#### YOUR OBJECTIVE
Output the lines from the one containing "Spot the overcast white sky in this picture." through the one containing "[221,758,317,783]" as a numbered list, leaving out any blank lines.

---------- GIVEN RECORDS ----------

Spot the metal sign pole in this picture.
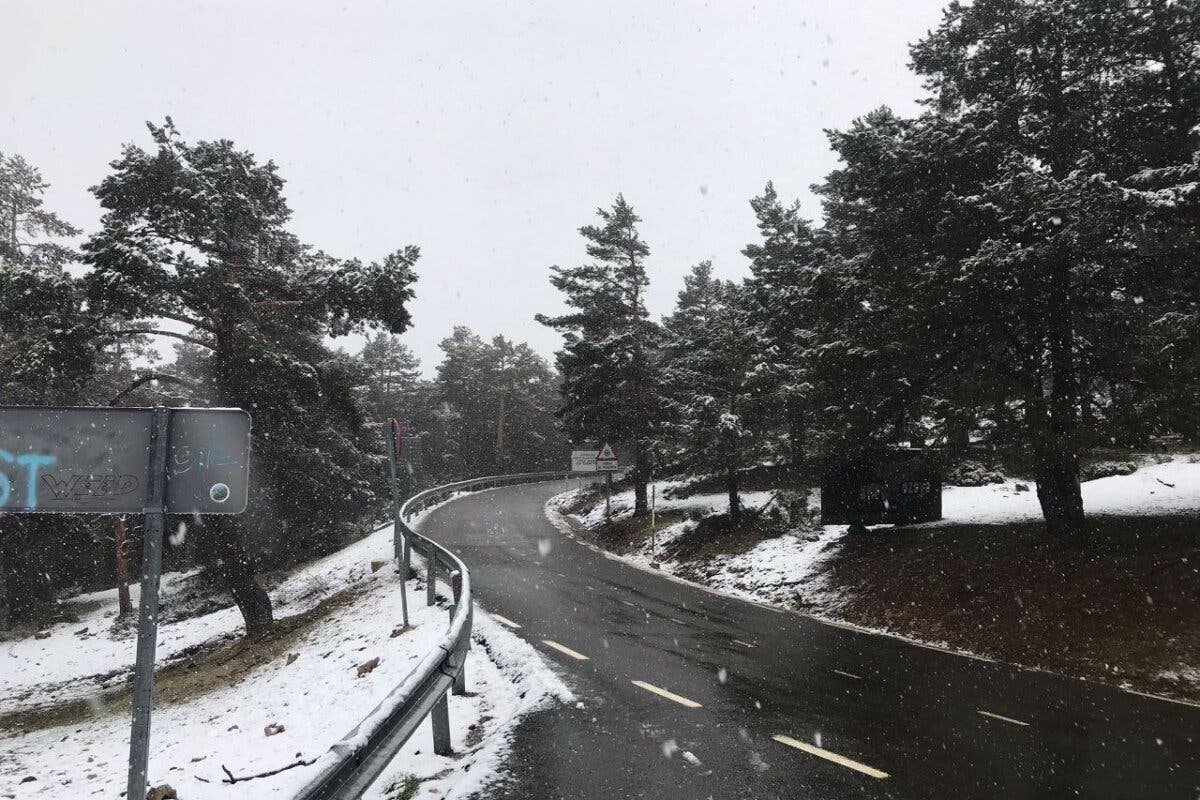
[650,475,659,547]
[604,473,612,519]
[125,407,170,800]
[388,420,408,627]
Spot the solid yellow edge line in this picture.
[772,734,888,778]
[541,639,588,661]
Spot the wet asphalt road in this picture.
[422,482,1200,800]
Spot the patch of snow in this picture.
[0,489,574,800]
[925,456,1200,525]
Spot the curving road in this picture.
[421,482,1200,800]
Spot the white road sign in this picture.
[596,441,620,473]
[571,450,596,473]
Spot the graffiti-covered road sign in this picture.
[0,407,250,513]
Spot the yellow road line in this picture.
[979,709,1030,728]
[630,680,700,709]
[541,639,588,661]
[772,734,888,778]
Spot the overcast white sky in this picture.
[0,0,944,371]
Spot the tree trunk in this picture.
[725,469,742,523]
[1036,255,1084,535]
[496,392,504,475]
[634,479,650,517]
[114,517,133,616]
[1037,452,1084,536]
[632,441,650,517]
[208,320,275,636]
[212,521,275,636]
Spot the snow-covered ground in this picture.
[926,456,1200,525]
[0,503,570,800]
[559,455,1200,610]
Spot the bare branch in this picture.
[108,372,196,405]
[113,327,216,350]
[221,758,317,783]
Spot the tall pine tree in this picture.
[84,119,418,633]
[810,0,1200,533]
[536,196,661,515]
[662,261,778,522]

----------
---------- GIVEN RECORDS ----------

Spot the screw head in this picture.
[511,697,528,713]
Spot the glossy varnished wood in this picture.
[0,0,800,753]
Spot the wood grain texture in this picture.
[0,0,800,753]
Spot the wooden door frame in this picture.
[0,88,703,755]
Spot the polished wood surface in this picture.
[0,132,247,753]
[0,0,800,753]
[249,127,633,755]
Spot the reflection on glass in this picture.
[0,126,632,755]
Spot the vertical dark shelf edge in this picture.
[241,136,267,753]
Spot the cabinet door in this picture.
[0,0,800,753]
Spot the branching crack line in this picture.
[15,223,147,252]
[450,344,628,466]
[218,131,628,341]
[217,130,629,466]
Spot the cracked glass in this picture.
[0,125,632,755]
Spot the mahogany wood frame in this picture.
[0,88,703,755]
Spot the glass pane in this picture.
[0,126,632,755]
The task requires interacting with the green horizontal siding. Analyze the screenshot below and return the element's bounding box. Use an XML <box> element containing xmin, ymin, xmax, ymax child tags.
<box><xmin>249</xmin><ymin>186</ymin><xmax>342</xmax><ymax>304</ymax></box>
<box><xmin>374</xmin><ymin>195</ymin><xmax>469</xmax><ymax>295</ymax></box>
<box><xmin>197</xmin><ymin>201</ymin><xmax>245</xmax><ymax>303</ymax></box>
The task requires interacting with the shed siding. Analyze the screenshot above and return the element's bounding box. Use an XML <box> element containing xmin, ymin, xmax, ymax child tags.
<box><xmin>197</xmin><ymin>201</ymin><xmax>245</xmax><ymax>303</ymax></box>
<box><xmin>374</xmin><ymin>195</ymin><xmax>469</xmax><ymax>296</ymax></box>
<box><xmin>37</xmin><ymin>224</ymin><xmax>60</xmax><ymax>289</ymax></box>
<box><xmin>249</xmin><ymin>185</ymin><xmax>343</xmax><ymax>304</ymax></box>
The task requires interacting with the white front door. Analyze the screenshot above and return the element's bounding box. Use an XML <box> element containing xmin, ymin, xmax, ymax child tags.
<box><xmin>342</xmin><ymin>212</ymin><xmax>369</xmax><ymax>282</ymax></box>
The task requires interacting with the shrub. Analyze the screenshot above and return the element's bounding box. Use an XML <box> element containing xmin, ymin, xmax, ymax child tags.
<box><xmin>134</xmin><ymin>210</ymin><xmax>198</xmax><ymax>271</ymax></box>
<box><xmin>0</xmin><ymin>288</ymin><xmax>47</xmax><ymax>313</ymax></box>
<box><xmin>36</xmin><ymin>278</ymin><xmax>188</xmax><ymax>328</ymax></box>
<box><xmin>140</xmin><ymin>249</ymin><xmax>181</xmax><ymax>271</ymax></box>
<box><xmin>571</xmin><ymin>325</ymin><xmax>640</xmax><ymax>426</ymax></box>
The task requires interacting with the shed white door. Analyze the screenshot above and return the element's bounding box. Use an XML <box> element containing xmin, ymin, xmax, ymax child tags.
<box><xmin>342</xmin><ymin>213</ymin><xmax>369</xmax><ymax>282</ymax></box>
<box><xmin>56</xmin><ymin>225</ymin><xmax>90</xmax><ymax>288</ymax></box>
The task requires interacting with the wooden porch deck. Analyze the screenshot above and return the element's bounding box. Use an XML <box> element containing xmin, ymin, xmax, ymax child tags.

----------

#### THE SOLUTION
1. Spot the overcast white sky in this picture.
2. [0,0,944,371]
3. Spot the tree trunk in this picture.
4. [725,469,742,523]
5. [1036,255,1084,535]
6. [496,392,504,475]
7. [634,479,650,517]
8. [114,517,133,616]
9. [1037,452,1084,536]
10. [632,441,650,517]
11. [208,320,275,636]
12. [212,521,275,636]
13. Spot the snow-covered ground in this picture.
14. [926,456,1200,525]
15. [0,503,570,800]
16. [559,455,1200,610]
17. Spot the bare branch in this picture.
18. [108,372,196,405]
19. [113,327,216,350]
20. [221,758,317,783]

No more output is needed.